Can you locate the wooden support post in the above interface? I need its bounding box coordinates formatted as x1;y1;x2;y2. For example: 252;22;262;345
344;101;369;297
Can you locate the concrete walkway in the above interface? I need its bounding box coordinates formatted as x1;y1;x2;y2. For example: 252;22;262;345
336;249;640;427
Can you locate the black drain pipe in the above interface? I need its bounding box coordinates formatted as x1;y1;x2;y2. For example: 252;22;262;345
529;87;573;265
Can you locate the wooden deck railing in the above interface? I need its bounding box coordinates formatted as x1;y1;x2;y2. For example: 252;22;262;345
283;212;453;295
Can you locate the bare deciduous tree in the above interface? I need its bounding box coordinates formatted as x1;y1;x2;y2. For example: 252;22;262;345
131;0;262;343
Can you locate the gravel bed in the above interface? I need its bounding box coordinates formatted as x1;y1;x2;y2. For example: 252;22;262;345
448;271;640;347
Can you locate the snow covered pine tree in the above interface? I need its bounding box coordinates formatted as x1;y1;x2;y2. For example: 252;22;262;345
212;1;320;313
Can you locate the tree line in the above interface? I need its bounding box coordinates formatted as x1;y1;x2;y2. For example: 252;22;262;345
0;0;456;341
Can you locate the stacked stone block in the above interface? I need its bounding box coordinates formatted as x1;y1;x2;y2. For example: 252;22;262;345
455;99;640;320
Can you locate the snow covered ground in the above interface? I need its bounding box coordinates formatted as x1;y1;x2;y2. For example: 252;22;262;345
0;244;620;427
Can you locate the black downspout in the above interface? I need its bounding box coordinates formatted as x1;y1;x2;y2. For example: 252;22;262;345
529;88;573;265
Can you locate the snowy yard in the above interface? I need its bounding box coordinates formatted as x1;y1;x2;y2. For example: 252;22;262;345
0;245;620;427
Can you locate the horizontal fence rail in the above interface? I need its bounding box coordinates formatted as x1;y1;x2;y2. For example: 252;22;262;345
★ ★ ★ ★ ★
■ **Stated task**
Copy everything from the line containing "Can you locate the snowy" down to the end of the items, swapping "interface" for "view" and changing nothing else.

■ **Final answer**
Can you locate the snowy yard in the above view? I need its bounding box coordinates formatted as x1;y1;x2;y2. For example: 252;22;262;345
0;245;620;427
Can you locate the horizontal fence rail in the above view? I need its bounding box coordinates formatted as x1;y1;x2;y2. For example: 252;22;262;345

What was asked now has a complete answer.